■ Exercise goal
Reproduce the Makie camera documentation word for word, from start to finish.

■ Document section
........
A Camera is simply a viewport through which the Scene is visualized. Makie offers 2D and 3D projections, and 2D plots can be projected in 3D!

To specify the camera you want to use for your Scene, you can set the camera attribute. Currently, we offer the following cameras/constructors

campixel! cam_relative! cam2d! Camera3D cam3d! cam3d_cad!

which will mutate the camera of the Scene into the specified type.

Pixel Camera

The pixel camera (campixel!) projects the scene in pixel space, i.e. each integer step in the displayed data will correspond to one pixel. There are no controls for this camera. The clipping limits are set to (-10_000, 10_000).

Relative Camera

The relative camera (cam_relative!) projects the scene into a 0..1 by 0..1 space. There are no controls for this camera. The clipping limits are set to (-10_000, 10_000).

2D Camera

The 2D camera (cam2d!) uses an orthographic projection with a fixed rotation and aspect ratio. You can set the following attributes via keyword arguments in cam2d! or by accessing the camera struct cam = cameracontrols(scene):

  • zoomspeed = 0.10f0 sets the speed of mouse wheel zooms.

  • zoombutton = nothing sets an additional key that needs to be pressed in order to zoom. Defaults to no key.

  • panbutton = Mouse.right sets the mouse button that needs to be pressed to translate the view.

  • selectionbutton = (Keyboard.space, Mouse.left) sets a set of buttons that need to be pressed to perform rectangle zooms.

Note that this camera is not used by Axis. It is used, by default, for 2D LScenes and Scenes.

3D Camera

Makie.Camera3D Type
julia
Camera3D(scene[; kwargs...])

Sets up a 3D camera with mouse and keyboard controls.

The behavior of the camera can be adjusted via keyword arguments or the fields settings and controls.

Settings

Settings include anything that isn't a mouse or keyboard button.
........
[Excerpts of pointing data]
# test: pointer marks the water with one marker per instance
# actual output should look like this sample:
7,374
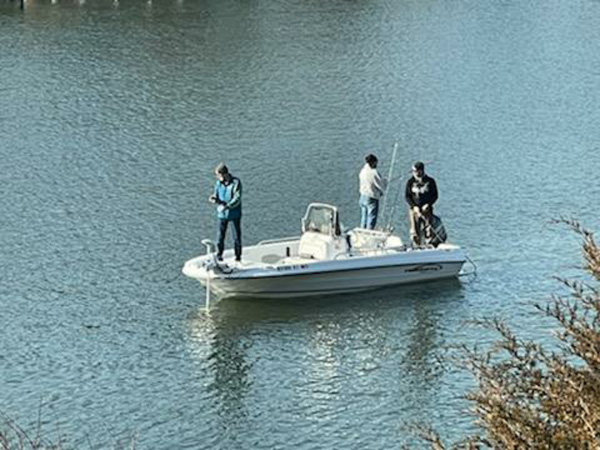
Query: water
112,117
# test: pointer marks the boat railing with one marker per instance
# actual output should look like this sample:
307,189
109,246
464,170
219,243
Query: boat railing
280,240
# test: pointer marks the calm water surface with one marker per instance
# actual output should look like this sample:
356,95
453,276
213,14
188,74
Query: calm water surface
112,116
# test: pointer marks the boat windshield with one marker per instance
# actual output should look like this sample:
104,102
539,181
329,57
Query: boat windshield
321,219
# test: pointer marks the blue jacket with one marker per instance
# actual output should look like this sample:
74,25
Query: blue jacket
229,199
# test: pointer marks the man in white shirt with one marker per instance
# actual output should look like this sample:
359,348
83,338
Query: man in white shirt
372,187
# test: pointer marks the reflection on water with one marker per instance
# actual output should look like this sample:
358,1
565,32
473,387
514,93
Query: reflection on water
322,356
112,117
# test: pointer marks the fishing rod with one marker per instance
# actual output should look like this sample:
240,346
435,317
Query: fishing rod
390,173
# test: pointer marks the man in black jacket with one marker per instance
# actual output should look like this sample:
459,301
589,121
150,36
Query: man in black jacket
421,193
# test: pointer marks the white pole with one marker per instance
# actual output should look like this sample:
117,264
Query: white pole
389,180
207,290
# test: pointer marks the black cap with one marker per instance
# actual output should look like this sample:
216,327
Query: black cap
222,169
419,166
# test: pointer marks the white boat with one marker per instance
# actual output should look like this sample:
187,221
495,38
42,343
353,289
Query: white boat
321,261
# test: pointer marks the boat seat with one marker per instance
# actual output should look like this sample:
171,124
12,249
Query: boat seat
319,246
272,258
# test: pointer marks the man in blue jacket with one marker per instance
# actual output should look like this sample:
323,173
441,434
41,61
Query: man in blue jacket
228,198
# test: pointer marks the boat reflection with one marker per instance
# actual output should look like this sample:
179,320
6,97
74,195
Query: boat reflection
264,355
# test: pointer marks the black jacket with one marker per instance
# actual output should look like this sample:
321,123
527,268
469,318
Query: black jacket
419,193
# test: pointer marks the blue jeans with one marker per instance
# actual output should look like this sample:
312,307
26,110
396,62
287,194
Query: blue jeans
237,237
369,207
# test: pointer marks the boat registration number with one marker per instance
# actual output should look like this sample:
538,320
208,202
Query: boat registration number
292,267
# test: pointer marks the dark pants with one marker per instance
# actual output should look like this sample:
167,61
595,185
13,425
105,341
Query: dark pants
237,237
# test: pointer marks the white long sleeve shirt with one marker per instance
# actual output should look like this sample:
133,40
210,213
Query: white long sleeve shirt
371,183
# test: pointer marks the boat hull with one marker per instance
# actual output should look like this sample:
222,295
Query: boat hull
333,281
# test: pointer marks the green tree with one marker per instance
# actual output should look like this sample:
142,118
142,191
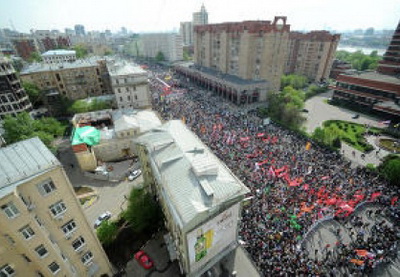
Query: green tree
33,93
23,127
142,213
160,56
390,169
35,57
81,51
107,232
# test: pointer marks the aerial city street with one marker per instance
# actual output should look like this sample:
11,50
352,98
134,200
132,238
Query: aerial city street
202,138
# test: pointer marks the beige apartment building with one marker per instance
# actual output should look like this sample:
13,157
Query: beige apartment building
251,50
311,54
75,80
43,231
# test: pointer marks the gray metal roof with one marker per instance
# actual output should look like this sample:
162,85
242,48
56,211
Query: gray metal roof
194,180
23,160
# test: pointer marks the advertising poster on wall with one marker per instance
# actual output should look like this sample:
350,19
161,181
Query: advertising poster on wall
212,237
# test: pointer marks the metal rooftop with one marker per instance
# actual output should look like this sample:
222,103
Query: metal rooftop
195,182
23,160
59,52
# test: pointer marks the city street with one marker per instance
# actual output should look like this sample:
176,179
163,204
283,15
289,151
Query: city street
111,195
320,111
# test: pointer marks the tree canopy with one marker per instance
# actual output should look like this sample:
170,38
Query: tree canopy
33,93
142,212
293,80
160,56
359,60
22,127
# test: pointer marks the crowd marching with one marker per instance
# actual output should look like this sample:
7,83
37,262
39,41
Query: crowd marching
294,184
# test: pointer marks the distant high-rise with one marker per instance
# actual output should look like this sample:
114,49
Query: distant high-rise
391,59
13,98
186,32
79,30
201,17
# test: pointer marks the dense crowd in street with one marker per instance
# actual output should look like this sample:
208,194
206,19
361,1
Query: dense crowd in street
294,183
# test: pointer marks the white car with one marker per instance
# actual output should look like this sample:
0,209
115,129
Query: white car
134,174
104,216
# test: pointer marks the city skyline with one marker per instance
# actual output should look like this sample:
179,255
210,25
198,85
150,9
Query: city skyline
98,15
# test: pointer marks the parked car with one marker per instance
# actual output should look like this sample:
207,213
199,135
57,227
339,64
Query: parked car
134,174
143,259
103,217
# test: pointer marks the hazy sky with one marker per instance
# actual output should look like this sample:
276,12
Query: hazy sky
163,15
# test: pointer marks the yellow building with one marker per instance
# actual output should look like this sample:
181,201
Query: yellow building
311,54
43,231
251,50
199,196
74,80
........
■ Solution
A Camera is simply a viewport through which the Scene is visualized. Makie offers 2D and 3D projections, and 2D plots can be projected in 3D!

To specify the camera you want to use for your Scene, you can set the camera attribute. Currently, we offer the following cameras/constructors

campixel! cam_relative! cam2d! Camera3D cam3d! cam3d_cad!

which will mutate the camera of the Scene into the specified type.

Pixel Camera

The pixel camera (campixel!) projects the scene in pixel space, i.e. each integer step in the displayed data will correspond to one pixel. There are no controls for this camera. The clipping limits are set to (-10_000, 10_000).

Relative Camera

The relative camera (cam_relative!) projects the scene into a 0..1 by 0..1 space. There are no controls for this camera. The clipping limits are set to (-10_000, 10_000).

2D Camera

The 2D camera (cam2d!) uses an orthographic projection with a fixed rotation and aspect ratio. You can set the following attributes via keyword arguments in cam2d! or by accessing the camera struct cam = cameracontrols(scene):

  • zoomspeed = 0.10f0 sets the speed of mouse wheel zooms.

  • zoombutton = nothing sets an additional key that needs to be pressed in order to zoom. Defaults to no key.

  • panbutton = Mouse.right sets the mouse button that needs to be pressed to translate the view.

  • selectionbutton = (Keyboard.space, Mouse.left) sets a set of buttons that need to be pressed to perform rectangle zooms.

Note that this camera is not used by Axis. It is used, by default, for 2D LScenes and Scenes.

3D Camera

Makie.Camera3D Type
julia
Camera3D(scene[; kwargs...])

Sets up a 3D camera with mouse and keyboard controls.

The behavior of the camera can be adjusted via keyword arguments or the fields settings and controls.

Settings

Settings include anything that isn't a mouse or keyboard button.